Exercise instructions:
In the text on pistachios below, what is vitamin B6 said to be needed for?

Text under study:
======

In about 50 pistachios, you'll find 8 grams of carbs, 3 grams of fiber, 6 grams of protein, and 12 grams of fats (predominantly of which are healthy fats).  This balance of nutrients adds up to be one of the lowest calorie nuts you can eat.  The high ratio of essential amino acids is notably important because they're the building blocks of proteins- another thing these nuts offer.  No other nut contains as many amino acids as pistachios, and it's important that you include essential amino acids in your diet because your body isn't capable of making them on its own.  Yet another health benefit of this nut is that they're lean, green, weight loss machines!  They're high in energy, yes, but they also help you feel full longer and provide you with plenty of protein and fiber.  This miracle nut also has proven to lower bad cholesterol by replacing it with HDL, or good, cholesterol.  Aside from their abundance of healthy nutrients, pistachios contain vitamins and minerals like potassium, phosphorus, thiamin, copper, and manganese.  They also are high in vitamin B6, which is needed for blood sugar regulation and the formation of hemoglobin.  Not only are they fun to crack open and snack on, they're also amazing in tons of sweets like macarons, baklava, muffins, and ice creams.  Savory plates with these nuts sprinkled in include goat cheese salad, crusted on BBQ pork tenderloin, and almond-pistachio rice.

======

Given data:
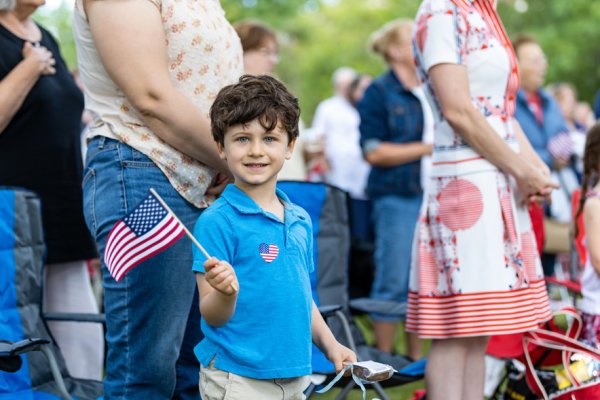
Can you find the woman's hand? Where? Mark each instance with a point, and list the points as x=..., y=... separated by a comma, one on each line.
x=221, y=276
x=534, y=183
x=41, y=57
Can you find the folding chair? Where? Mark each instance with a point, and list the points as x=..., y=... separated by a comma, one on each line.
x=328, y=209
x=29, y=368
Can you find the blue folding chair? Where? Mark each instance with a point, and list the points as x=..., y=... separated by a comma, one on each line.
x=31, y=366
x=328, y=208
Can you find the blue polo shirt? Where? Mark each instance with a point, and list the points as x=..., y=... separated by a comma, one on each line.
x=269, y=335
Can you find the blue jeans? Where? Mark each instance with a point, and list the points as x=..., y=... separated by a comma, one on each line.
x=394, y=219
x=150, y=312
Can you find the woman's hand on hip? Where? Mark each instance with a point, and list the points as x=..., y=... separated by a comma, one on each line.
x=535, y=184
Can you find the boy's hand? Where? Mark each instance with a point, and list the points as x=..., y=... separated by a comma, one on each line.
x=221, y=276
x=341, y=356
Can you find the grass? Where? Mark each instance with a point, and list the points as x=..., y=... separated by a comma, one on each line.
x=403, y=392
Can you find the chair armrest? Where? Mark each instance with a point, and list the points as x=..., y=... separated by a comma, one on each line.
x=9, y=349
x=98, y=318
x=9, y=352
x=329, y=311
x=367, y=305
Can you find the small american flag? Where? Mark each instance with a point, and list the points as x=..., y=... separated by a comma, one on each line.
x=268, y=252
x=147, y=230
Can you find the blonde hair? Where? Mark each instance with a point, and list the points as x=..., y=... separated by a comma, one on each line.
x=7, y=5
x=396, y=31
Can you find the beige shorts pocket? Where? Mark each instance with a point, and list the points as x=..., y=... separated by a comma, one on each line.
x=214, y=383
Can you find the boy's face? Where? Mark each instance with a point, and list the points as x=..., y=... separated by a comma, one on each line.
x=255, y=156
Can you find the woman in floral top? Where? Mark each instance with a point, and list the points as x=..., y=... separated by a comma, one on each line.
x=476, y=270
x=151, y=69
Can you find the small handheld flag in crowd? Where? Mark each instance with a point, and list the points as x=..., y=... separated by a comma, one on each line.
x=148, y=229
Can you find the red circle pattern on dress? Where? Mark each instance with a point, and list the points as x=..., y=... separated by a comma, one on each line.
x=461, y=205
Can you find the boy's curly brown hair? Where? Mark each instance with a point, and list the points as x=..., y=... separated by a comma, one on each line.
x=255, y=97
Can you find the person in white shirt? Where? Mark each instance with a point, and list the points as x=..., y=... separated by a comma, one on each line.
x=336, y=121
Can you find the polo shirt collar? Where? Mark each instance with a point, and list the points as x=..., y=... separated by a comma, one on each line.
x=245, y=205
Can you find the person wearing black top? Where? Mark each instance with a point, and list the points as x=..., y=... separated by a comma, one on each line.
x=40, y=150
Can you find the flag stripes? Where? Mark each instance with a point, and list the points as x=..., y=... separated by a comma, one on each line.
x=144, y=232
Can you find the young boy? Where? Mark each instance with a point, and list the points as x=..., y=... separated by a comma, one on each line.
x=255, y=296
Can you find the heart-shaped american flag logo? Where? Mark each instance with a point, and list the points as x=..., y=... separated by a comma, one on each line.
x=268, y=252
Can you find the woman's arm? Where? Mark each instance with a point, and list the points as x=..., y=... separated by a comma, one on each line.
x=591, y=222
x=451, y=85
x=15, y=87
x=131, y=43
x=527, y=151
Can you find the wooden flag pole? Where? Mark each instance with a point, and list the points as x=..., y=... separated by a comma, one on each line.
x=233, y=285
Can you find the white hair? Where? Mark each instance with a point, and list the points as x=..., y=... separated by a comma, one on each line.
x=7, y=5
x=342, y=78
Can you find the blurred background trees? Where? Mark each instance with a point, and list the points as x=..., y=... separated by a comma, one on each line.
x=317, y=36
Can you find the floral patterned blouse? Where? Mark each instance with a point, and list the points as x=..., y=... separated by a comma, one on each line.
x=204, y=54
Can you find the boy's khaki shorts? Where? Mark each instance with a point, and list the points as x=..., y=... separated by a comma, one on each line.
x=220, y=385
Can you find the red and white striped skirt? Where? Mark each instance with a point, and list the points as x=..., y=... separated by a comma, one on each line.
x=475, y=269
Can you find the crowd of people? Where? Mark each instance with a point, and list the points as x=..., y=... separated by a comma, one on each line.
x=459, y=162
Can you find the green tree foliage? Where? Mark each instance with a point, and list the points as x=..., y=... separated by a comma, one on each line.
x=324, y=36
x=568, y=32
x=58, y=22
x=317, y=36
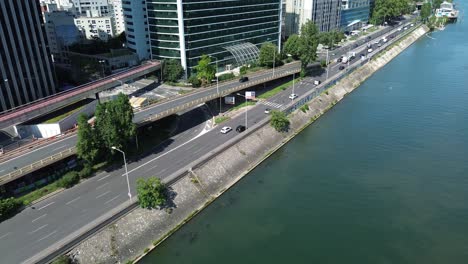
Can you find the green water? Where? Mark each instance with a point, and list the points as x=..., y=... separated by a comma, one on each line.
x=381, y=178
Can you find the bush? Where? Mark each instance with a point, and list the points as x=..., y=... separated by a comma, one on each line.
x=194, y=81
x=69, y=179
x=9, y=207
x=226, y=76
x=279, y=121
x=151, y=192
x=86, y=171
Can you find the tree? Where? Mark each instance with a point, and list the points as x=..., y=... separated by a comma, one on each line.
x=291, y=46
x=87, y=147
x=114, y=122
x=205, y=70
x=151, y=192
x=309, y=42
x=268, y=54
x=172, y=70
x=279, y=121
x=426, y=10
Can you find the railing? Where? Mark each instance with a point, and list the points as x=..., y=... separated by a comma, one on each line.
x=37, y=165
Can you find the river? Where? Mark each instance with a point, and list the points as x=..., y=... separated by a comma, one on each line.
x=380, y=178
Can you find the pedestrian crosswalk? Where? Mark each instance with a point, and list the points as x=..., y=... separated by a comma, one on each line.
x=271, y=104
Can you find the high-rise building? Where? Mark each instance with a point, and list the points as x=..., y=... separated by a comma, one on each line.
x=354, y=13
x=25, y=62
x=326, y=14
x=136, y=28
x=185, y=29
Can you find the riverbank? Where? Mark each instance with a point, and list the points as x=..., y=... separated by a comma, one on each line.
x=132, y=234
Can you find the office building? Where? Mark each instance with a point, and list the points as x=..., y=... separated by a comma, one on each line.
x=354, y=14
x=326, y=14
x=185, y=30
x=136, y=28
x=25, y=62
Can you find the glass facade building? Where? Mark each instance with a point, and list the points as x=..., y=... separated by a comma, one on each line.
x=187, y=29
x=354, y=13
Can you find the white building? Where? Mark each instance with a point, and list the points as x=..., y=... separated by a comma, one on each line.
x=117, y=13
x=136, y=28
x=326, y=14
x=96, y=27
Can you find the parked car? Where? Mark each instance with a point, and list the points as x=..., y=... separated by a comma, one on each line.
x=226, y=130
x=240, y=128
x=244, y=79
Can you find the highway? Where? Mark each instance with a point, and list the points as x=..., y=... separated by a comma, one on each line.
x=33, y=230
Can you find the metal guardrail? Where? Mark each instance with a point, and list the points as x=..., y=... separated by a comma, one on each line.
x=37, y=165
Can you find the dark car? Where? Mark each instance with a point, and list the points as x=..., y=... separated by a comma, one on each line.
x=244, y=79
x=240, y=128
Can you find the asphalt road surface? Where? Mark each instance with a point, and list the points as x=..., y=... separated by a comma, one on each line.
x=33, y=230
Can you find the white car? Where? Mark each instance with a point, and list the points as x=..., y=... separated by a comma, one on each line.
x=226, y=130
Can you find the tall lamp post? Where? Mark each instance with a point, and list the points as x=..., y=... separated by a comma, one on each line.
x=246, y=108
x=217, y=83
x=126, y=172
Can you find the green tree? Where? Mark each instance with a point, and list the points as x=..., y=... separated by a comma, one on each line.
x=291, y=46
x=268, y=54
x=87, y=147
x=172, y=70
x=114, y=123
x=279, y=121
x=426, y=10
x=309, y=41
x=151, y=192
x=205, y=70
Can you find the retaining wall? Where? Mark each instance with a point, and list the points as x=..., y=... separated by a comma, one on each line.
x=132, y=234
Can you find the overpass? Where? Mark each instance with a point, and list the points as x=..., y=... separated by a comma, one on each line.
x=55, y=151
x=48, y=104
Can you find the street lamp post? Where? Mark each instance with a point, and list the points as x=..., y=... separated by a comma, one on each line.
x=102, y=62
x=217, y=83
x=246, y=108
x=126, y=172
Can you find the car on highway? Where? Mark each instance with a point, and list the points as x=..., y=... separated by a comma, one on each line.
x=226, y=130
x=244, y=79
x=240, y=128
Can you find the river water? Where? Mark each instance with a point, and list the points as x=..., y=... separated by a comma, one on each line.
x=380, y=178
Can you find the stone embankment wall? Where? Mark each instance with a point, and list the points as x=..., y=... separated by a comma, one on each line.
x=141, y=230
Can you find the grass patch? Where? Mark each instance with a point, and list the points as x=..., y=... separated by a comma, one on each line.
x=62, y=116
x=277, y=89
x=221, y=119
x=244, y=104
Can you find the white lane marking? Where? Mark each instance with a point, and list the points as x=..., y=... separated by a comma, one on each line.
x=100, y=186
x=5, y=235
x=112, y=199
x=55, y=231
x=34, y=231
x=45, y=206
x=99, y=196
x=108, y=175
x=58, y=148
x=35, y=219
x=162, y=155
x=73, y=200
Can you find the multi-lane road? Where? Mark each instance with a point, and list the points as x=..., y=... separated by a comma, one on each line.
x=33, y=230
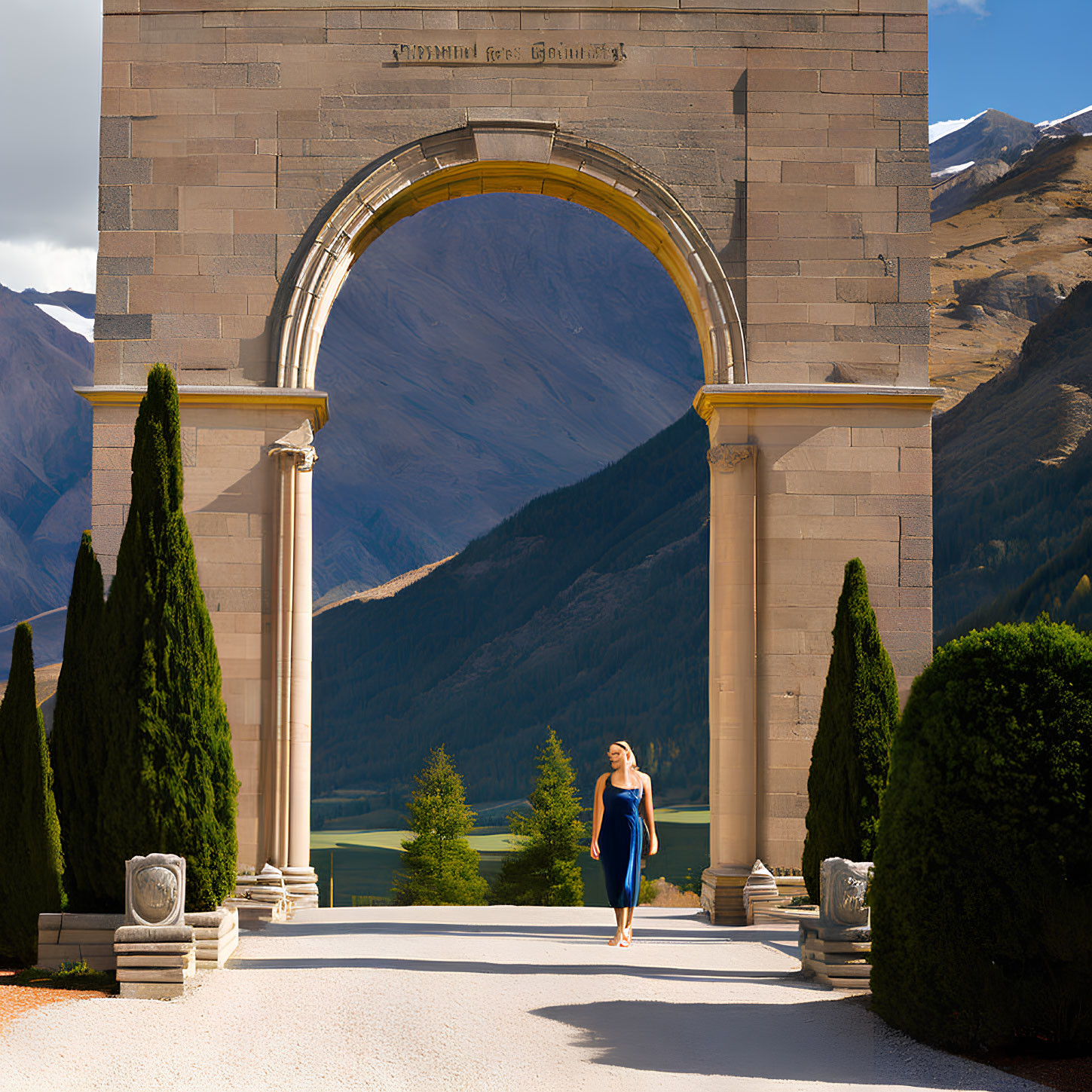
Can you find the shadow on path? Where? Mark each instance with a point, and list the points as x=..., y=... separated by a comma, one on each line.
x=836, y=1042
x=595, y=933
x=482, y=967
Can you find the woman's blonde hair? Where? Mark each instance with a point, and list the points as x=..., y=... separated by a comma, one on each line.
x=629, y=751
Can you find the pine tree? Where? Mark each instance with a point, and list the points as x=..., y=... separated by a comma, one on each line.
x=852, y=747
x=31, y=848
x=170, y=783
x=544, y=870
x=440, y=866
x=77, y=743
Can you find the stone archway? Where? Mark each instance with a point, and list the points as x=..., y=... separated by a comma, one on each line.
x=509, y=156
x=783, y=150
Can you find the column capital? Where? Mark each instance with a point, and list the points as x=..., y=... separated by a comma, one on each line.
x=727, y=457
x=298, y=445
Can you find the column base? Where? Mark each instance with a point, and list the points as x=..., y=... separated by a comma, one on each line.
x=722, y=894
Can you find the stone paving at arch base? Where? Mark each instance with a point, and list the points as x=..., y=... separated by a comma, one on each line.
x=487, y=999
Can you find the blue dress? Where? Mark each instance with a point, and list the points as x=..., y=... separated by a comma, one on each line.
x=620, y=839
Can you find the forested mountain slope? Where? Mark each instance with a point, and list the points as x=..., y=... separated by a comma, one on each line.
x=586, y=612
x=1012, y=479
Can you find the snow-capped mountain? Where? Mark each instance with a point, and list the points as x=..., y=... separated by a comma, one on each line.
x=990, y=136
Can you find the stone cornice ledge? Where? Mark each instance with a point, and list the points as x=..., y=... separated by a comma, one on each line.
x=815, y=396
x=315, y=402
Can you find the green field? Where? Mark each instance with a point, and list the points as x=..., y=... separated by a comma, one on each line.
x=364, y=861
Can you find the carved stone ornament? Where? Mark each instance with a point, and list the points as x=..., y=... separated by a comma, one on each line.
x=842, y=888
x=760, y=882
x=727, y=457
x=155, y=890
x=297, y=442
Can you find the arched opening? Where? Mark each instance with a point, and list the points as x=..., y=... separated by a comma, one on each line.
x=513, y=158
x=479, y=160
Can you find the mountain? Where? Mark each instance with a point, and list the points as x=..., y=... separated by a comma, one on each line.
x=1012, y=479
x=1079, y=121
x=1007, y=260
x=586, y=612
x=990, y=136
x=45, y=452
x=484, y=352
x=955, y=190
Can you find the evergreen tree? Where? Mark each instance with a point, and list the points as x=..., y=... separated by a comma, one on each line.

======

Solution:
Blood sugar regulation and the formation of hemoglobin.